Can you lay out the material below as a numbered list, leaving out every blank line?
....
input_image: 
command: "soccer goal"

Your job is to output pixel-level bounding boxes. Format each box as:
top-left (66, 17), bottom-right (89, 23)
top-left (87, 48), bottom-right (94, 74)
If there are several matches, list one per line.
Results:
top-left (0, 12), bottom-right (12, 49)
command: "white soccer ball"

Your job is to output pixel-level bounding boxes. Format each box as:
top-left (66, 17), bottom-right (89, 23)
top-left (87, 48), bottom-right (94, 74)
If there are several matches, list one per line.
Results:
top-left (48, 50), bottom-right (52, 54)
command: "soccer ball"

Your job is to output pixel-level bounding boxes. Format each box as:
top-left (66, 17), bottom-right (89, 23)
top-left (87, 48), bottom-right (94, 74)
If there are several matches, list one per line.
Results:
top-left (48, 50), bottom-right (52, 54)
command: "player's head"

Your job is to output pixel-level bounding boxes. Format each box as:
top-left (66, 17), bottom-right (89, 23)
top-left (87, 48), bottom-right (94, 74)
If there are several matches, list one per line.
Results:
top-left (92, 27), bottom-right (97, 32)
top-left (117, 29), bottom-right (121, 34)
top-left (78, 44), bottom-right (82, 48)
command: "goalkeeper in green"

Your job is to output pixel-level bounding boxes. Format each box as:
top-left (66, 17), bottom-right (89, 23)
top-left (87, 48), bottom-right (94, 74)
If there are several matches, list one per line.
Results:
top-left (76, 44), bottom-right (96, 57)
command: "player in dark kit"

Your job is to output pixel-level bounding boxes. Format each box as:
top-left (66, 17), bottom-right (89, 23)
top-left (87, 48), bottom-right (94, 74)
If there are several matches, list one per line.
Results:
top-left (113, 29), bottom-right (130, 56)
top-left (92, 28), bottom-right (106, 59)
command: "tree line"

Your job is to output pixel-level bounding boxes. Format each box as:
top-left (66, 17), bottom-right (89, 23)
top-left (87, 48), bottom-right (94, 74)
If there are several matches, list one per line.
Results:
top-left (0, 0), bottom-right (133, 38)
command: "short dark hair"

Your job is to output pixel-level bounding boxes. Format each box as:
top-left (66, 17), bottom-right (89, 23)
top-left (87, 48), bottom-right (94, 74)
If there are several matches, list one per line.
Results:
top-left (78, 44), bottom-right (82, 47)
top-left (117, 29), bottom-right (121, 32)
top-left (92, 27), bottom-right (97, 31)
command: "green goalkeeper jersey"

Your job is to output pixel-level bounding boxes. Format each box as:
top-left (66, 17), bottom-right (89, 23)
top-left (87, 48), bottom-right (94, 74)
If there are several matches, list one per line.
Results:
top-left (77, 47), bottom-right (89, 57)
....
Answer to this task:
1. input_image: 
2. command: "soccer goal"
3. Your job is to output pixel-level bounding boxes. Format each box as:
4. top-left (66, 17), bottom-right (89, 23)
5. top-left (87, 48), bottom-right (94, 74)
6. If there are several matches, list one per line.
7. Results:
8. top-left (0, 12), bottom-right (12, 49)
9. command: "white soccer ball"
10. Your job is to output pixel-level bounding boxes. Format each box as:
11. top-left (66, 17), bottom-right (89, 23)
12. top-left (87, 48), bottom-right (94, 74)
13. If there are several matches, list one per line.
14. Results:
15. top-left (48, 50), bottom-right (52, 54)
16. command: "soccer ball"
17. Your job is to output pixel-level bounding boxes. Format each box as:
18. top-left (66, 17), bottom-right (89, 23)
19. top-left (87, 48), bottom-right (94, 74)
20. If there are several matches, list one per line.
21. Results:
22. top-left (48, 50), bottom-right (52, 54)
23. command: "player's head"
24. Your job is to output pixel-level bounding boxes. Format each box as:
25. top-left (66, 17), bottom-right (89, 23)
26. top-left (87, 48), bottom-right (94, 74)
27. If there are several matches, list one per line.
28. Results:
29. top-left (92, 27), bottom-right (97, 32)
30. top-left (117, 29), bottom-right (121, 34)
31. top-left (78, 44), bottom-right (82, 48)
32. command: "goalkeeper in green"
33. Your job is to output pixel-level bounding boxes. Format each box as:
34. top-left (66, 17), bottom-right (89, 23)
35. top-left (87, 48), bottom-right (94, 74)
36. If there are several matches, list one per line.
37. Results:
38. top-left (76, 44), bottom-right (96, 57)
39. command: "player in dark kit"
40. Your job is to output pixel-level bounding boxes. Format each box as:
41. top-left (66, 17), bottom-right (89, 23)
42. top-left (87, 48), bottom-right (94, 74)
43. If there are several matches, list one per line.
44. Results:
45. top-left (113, 29), bottom-right (130, 56)
46. top-left (92, 28), bottom-right (106, 59)
47. command: "tree line"
48. Your job is to output pixel-level bounding boxes. Format each box as:
49. top-left (66, 17), bottom-right (89, 23)
50. top-left (87, 48), bottom-right (94, 74)
51. If there are several matches, list one per line.
52. Results:
53. top-left (0, 0), bottom-right (133, 38)
54. command: "short dark hair"
55. Your job is to output pixel-level bounding boxes. Format each box as:
56. top-left (66, 17), bottom-right (89, 23)
57. top-left (87, 48), bottom-right (94, 74)
58. If there are several matches, list one per line.
59. Results:
60. top-left (78, 44), bottom-right (82, 47)
61. top-left (117, 29), bottom-right (121, 32)
62. top-left (92, 27), bottom-right (97, 31)
63. command: "green goalkeeper jersey"
64. Your job is to output pixel-level bounding boxes. Format each box as:
65. top-left (66, 17), bottom-right (89, 23)
66. top-left (87, 48), bottom-right (94, 74)
67. If there are several matches, list one per line.
68. Results:
69. top-left (77, 47), bottom-right (89, 57)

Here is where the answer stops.